* **Selection**
=-=-=
The following is a chronology of major events in the financial turmoil in the EU:

Sept. 29 -- Britain announces plan of nationalization of mortgage lender Bradford & Bingley Plc. Banking.

Sept. 29 -- Dutch-Belgian banking and insurance group Fortis ispulled back from the verge of bankruptcy as the governments of Belgium, the Netherlands and Luxembourg agree to invest a total of11.2 billion euros (some 7.79 billion U.S. dollars) in return for a minority stake in the group.

Sept. 30 -- British Prime Minister Gordon Brown says his government will do " whatever it takes "to protect people's savings in the face of the ongoing global financial crisis."

Oct. 1 -- Belgium, France and Luxembourg rush to provide nearly 6.4 billion euros to save Franco-Belgian bank Dexia, the latest victim of the global credit crunch in Europe.

Oct. 1 -- The European Commission President Jose Manuel Barroso calls for a joint response from the EU member states to the current financial crisis.

Oct. 2 -- Irish parliamentarians vote to enact radical legislation guaranteeing Irish bank deposits and debts up to a total of 400 billion euros.

Oct. 3 -- The Dutch government says it has bought all the Dutch operations of Belgian-Dutch banking and insurance group Fortis for16.8 billion euros.

Oct. 4 -- Leaders from the EU's four largest economies -- Germany, Britain, France and Italy -- vow to work in a coordinated way in tackling financial crisis.

Oct. 5 -- Germany pledges to guarantee private deposits, which the government says is a "political" step to restore public confidence toward the banking system.

Oct. 6 -- The troubled banking and insurance group Fortis confirms that French banking giant BNP Paribas will buy all of Fortis' insurance operations in Belgium and a 75-percent stake in Fortis' banking activities in Belgium.

Oct. 8 -- The British government announces a 50-billion-pound bailout scheme for the financial system to help its biggest retail banks survive.
=-=-=
* **Short problem 1**
According to the chronology, what did Irish parliamentarians vote to guarantee on Oct. 2?
* **Short problem 2**
Repeat the chronology word for word, starting at "The following is" and ending at "crunch in Europe.".

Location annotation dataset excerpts
=-=-=
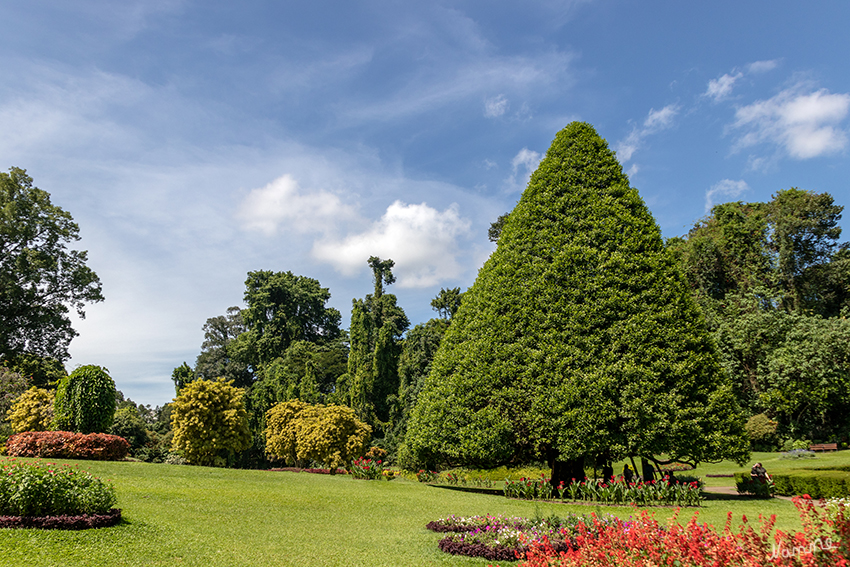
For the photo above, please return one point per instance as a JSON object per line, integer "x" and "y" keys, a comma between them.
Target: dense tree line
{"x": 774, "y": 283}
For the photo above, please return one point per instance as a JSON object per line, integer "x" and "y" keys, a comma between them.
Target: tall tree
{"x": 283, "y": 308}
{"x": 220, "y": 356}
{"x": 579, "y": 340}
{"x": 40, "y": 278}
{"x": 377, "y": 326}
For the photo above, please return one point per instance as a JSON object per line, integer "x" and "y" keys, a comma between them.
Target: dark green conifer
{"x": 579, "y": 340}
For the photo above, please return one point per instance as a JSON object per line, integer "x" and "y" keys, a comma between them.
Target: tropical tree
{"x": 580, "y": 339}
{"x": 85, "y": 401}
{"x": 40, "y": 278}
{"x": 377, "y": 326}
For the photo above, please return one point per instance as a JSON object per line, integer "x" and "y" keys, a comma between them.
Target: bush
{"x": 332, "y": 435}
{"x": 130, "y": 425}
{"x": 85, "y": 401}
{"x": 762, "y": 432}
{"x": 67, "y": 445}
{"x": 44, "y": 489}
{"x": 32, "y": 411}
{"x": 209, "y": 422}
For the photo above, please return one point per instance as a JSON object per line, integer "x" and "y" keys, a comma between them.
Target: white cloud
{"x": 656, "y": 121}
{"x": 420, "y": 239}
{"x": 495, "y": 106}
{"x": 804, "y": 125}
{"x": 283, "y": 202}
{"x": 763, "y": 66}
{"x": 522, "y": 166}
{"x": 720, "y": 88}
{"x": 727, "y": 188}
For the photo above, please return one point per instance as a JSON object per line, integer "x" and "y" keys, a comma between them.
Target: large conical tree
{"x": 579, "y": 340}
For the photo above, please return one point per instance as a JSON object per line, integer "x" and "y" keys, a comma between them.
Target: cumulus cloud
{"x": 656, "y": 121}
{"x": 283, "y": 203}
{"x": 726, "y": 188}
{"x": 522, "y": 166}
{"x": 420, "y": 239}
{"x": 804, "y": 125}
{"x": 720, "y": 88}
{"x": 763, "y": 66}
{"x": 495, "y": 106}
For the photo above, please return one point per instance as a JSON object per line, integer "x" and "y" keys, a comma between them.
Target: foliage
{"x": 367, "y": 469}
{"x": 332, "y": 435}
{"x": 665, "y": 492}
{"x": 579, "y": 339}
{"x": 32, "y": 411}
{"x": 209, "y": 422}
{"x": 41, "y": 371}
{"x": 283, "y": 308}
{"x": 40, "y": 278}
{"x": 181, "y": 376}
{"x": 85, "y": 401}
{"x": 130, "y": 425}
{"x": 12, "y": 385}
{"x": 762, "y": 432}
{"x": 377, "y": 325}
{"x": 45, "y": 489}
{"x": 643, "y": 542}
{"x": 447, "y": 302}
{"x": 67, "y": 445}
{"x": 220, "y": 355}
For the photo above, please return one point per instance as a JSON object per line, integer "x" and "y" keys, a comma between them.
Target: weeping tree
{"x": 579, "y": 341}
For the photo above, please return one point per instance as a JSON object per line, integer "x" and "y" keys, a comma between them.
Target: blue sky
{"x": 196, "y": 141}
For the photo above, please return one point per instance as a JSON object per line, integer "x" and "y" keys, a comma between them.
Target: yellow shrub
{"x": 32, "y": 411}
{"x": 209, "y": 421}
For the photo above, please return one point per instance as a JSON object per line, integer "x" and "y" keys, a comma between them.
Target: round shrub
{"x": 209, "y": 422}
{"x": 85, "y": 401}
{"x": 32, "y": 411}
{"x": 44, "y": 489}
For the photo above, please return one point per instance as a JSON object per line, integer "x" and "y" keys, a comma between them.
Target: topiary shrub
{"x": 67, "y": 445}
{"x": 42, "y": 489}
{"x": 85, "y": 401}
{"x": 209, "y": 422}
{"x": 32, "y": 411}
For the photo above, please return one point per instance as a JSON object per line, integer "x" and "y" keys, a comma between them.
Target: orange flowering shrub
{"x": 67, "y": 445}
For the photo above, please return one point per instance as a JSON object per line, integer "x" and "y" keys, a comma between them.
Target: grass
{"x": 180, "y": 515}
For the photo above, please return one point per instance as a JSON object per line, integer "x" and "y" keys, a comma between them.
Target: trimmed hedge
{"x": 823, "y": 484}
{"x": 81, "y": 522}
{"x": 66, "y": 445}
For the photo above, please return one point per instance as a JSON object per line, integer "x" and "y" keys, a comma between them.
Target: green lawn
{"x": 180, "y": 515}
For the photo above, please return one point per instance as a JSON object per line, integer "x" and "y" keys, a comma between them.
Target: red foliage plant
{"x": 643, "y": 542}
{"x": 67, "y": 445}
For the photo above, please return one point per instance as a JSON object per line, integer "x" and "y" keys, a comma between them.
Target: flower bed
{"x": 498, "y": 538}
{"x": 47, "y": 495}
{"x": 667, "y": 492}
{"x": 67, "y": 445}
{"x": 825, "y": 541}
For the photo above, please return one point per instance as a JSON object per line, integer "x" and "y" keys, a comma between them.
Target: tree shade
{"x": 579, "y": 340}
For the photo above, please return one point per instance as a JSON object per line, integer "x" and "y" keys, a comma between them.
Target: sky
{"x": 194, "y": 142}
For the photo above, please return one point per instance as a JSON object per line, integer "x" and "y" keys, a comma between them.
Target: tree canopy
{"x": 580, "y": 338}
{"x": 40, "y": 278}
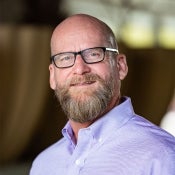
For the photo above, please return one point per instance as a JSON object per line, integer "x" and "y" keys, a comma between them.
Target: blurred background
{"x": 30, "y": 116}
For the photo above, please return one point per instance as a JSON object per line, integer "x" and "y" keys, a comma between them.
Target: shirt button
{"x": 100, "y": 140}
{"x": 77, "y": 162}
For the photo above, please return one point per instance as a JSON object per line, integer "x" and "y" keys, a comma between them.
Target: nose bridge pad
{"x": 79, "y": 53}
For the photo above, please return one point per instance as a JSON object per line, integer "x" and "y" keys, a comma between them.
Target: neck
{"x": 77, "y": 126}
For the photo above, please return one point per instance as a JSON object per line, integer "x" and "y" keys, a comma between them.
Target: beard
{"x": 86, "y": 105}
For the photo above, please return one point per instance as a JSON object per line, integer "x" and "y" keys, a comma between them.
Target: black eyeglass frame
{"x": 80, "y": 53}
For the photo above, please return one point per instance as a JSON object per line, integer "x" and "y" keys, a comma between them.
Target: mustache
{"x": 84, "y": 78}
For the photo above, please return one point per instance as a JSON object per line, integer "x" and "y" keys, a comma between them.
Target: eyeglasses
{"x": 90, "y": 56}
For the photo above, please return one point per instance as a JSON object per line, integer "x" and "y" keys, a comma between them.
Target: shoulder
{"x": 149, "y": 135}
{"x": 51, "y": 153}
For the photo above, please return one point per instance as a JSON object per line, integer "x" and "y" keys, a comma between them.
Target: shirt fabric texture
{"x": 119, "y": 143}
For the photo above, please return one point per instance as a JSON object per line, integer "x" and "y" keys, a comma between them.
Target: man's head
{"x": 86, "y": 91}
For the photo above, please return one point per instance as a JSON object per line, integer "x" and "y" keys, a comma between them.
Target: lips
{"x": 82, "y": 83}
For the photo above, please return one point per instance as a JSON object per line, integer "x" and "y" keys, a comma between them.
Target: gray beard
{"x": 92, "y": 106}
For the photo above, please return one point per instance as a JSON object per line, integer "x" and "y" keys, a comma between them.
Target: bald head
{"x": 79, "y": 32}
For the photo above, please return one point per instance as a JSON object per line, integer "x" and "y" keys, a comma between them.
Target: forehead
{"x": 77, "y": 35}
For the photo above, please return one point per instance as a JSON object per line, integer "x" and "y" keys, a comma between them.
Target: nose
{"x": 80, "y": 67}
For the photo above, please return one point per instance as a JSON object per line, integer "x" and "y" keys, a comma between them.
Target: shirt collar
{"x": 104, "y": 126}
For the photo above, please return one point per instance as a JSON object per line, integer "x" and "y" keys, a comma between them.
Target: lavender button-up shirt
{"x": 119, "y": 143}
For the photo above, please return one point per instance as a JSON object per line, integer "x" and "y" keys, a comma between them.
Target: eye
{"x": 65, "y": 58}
=-=-=
* **Expected output 1**
Irish bank deposits and debts, up to a total of 400 billion euros.

* **Expected output 2**
The following is a chronology of major events in the financial turmoil in the EU:

Sept. 29 -- Britain announces plan of nationalization of mortgage lender Bradford & Bingley Plc. Banking.

Sept. 29 -- Dutch-Belgian banking and insurance group Fortis ispulled back from the verge of bankruptcy as the governments of Belgium, the Netherlands and Luxembourg agree to invest a total of11.2 billion euros (some 7.79 billion U.S. dollars) in return for a minority stake in the group.

Sept. 30 -- British Prime Minister Gordon Brown says his government will do " whatever it takes "to protect people's savings in the face of the ongoing global financial crisis."

Oct. 1 -- Belgium, France and Luxembourg rush to provide nearly 6.4 billion euros to save Franco-Belgian bank Dexia, the latest victim of the global credit crunch in Europe.